▶ **Stated problem 1**
Decide whether each statement below agrees with the Black Grand MkII announcement. Answer yes or no for each, and quote the deciding words of the announcement.
(a) The MkII adds hammerback and pedal noise samples.
(b) The instrument offers 24 velocity levels.
(c) The free Kontakt player runs the instrument without any time limitation.
▶ **Stated problem 2**
Reproduce a passage of the Black Grand MkII announcement word for word. Begin at the words "The magnificent Steinway" and stop after "of its own.".

* Start Extract *

# Black Grand MkII now released - Special Intro Offer



## SampleTekk (Apr 6, 2014)

*Black Grand MkII*

The magnificent Steinway D, recorded in a concerthall for the true concert grand experience. Three different microphone perspectives, Close, Ambient and Medium Ambiance that you can mix together. Incredible 48 samples/note cut's this sampled instrument in a class of its own.

*The MkII*

Since the samplers has been become more advanced and the Black Grand still are one of our most popular pianos, we decided to bring it up to date and add some functions in the line of the original ideas.
In the MkII all microphone perspectives are included so you can use them one by one, of mix to taste!
We also added hammerback and pedalnoise samples.
Then we added our True Resonance feature and used Kontakts scripting facilities to make Real Time/True Pedaling, Sympathetic Resonance and some other nifty features, and, Voila: The Black Grand MkII

16 velocity levels
More then 5300 samples
TimeVel Release Technology ™
Sympathetic Resonance
Controllable volume for key/pedal noise
Controllable volume for Sympathetic Resonance and True Resonance
Three microphone perspectives
24 bit 44.1 stereo samples

You'll need minimum Kontakt 4 full version. It will open in the free player, or with a player that came with another Kontakt instrument, but only in a demo mode. That means that there's a time limitation/session.

* End Extract *
* Start Dataset excerpts *

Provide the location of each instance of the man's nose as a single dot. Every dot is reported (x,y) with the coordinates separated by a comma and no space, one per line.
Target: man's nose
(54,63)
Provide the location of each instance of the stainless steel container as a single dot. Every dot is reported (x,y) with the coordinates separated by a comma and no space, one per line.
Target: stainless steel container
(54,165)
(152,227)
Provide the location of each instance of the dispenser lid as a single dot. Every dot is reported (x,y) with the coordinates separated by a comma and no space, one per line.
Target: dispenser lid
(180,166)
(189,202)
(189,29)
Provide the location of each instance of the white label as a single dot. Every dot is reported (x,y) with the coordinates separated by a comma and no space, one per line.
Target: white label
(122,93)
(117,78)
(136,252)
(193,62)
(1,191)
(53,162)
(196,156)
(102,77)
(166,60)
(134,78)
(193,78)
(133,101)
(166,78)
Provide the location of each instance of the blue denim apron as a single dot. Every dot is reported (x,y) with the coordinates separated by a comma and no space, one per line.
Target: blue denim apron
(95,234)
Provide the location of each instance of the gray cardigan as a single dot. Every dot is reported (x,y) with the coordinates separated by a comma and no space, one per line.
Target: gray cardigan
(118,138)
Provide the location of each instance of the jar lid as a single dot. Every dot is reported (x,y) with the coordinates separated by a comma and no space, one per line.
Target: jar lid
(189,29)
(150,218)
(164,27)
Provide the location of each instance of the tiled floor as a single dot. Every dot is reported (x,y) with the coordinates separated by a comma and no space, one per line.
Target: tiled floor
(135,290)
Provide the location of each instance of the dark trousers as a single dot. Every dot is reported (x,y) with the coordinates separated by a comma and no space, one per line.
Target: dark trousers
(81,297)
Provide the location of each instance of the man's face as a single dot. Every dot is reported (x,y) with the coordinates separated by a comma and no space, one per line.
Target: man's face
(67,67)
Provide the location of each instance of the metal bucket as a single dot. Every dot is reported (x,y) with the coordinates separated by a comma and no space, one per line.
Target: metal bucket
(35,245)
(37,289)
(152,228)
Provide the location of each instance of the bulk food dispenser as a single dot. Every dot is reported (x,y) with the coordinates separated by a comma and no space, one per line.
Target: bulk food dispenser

* End Dataset excerpts *

▶ **Task output 1**
(a) Yes: "We also added hammerback and pedalnoise samples."
(b) No: "16 velocity levels"
(c) No: "It will open in the free player, or with a player that came with another Kontakt instrument, but only in a demo mode. That means that there's a time limitation/session."

▶ **Task output 2**
The magnificent Steinway D, recorded in a concerthall for the true concert grand experience. Three different microphone perspectives, Close, Ambient and Medium Ambiance that you can mix together. Incredible 48 samples/note cut's this sampled instrument in a class of its own.